Thunderstruck and Other Stories
by Elizabeth McCracken
Sentence-for-sentence, Elizabeth McCracken’s new collection of short stories (her first since 1993’s Here’s Your Hat What’s Your Hurry) is the best value for lovers of fine, funny writing. The stories can also break your heart with sadness (see, for example, the title story in which a family's trip to Paris is interrupted by their rebellious daughter's risky behavior; or “Peter Elroy: A Documentary by Ian Casey” where the now-dying subject of the documentary tries to turn the tables on the filmmaker years after their relationship was ruptured by betrayal).
All the Light We Cannot See*
by Anthony Doerr
A simple plot synopsis—blind French girl and Hitler Youth boy communicate via radio during World War Two—doesn't do Doerr's new novel justice. This is a 500-page page-turner whose story lives and breathes at the sentence level. Every word is a gem, placed with a pair of jeweler's tweezers into its place on the page. Anthony Doerr is a master craftsman and, as both a writer and a reader, I am in awe.
As a bonus, I'll add two other novels which haven't yet been released (but you would be a Smart Reader if you pre-ordered them now for your collection):
Painted Horses
by Malcolm Brooks
Set in Montana in the mid-1950s, Painted Horses gives us an American West on the cusp of change. Catherine Lemay is a young archeologist hired to survey a canyon in advance of a major dam project; her job is to make sure nothing of historic value will be lost in the coming flood—a task that proves to be more complicated than she thought after she meets John H, a mustanger and a veteran of the U.S. Army’s last mounted cavalry campaign, who’s been living a fugitive life in the canyon. Together, the two race against time to save the past before it is destroyed by an industry with an eye on the future. Painted Horses is unlike any “western” I’ve read; it refreshes the genre while nodding back at its roots.
The Remedy for Love
by Bill Roorbach
Take two strangers—Eric, a small-town lawyer, and Danielle, a former schoolteacher turned homeless squatter—put them in a cabin in the Maine woods, spice it up with a little romantic tension, stir in the wreckage of past love affairs, sprinkle liberally with sharp, funny dialogue, then add the Storm of the Century which buries the cabin in huge drifts of snow, and—voila!—you've got The Remedy for Love, one of the best novels of this or any year. I'm not a doctor, but I'll be prescribing Bill Roorbach's novel to readers sick of blase, cliched love stories that follow worn-out formulas. What we have here is a flat-out funny, sexy, and poignant romantic thriller. The Remedy for Love is good medicine which most readers will want to swallow in one dose.

■ **Goal of the exercise**
Using the book recommendations, explain in one to three sentences why a simple plot synopsis doesn't do justice to All the Light We Cannot See.

■ **Records shown**
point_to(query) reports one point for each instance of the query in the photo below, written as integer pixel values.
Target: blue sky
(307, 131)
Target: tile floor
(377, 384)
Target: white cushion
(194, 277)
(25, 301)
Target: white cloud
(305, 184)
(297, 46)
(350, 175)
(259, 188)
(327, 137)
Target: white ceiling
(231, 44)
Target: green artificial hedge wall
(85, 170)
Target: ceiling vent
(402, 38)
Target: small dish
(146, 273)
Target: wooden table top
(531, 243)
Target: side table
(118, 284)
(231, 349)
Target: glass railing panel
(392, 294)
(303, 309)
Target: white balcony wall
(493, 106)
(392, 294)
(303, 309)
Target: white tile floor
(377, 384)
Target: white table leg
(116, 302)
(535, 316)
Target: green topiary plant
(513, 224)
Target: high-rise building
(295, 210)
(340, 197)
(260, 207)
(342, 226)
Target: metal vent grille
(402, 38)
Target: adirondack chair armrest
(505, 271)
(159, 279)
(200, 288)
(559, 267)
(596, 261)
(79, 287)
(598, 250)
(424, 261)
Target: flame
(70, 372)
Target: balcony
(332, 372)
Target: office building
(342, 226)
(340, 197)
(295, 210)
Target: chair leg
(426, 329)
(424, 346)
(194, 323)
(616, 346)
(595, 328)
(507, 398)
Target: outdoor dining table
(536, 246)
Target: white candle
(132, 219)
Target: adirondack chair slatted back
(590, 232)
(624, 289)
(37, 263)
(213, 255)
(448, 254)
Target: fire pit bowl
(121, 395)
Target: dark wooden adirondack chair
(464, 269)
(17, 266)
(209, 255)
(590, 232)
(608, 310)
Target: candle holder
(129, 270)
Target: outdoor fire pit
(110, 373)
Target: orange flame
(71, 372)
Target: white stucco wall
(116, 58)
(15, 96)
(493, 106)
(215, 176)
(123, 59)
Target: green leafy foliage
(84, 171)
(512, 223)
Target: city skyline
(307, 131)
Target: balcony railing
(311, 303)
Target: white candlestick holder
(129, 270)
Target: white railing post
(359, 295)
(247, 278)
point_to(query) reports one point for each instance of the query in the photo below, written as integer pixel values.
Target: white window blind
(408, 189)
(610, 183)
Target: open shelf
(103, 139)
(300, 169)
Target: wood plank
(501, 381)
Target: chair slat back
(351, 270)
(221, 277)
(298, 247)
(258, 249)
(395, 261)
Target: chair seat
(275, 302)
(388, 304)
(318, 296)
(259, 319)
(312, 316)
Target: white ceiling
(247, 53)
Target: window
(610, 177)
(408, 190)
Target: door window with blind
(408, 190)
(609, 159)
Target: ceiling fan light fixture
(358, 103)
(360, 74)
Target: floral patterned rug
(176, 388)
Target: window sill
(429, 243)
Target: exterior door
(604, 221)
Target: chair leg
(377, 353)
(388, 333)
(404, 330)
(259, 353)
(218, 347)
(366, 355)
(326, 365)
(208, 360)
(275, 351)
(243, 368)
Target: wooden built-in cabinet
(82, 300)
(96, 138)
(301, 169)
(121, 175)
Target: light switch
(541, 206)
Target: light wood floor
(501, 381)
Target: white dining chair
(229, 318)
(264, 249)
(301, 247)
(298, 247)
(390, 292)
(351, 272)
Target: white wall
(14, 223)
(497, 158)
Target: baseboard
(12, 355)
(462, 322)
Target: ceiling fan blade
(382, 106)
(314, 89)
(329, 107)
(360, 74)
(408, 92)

■ **Solution to the problem**
A synopsis falls short because the novel's story lives and breathes at the sentence level. Every word is a gem, set in its place on the page as if with a pair of jeweler's tweezers.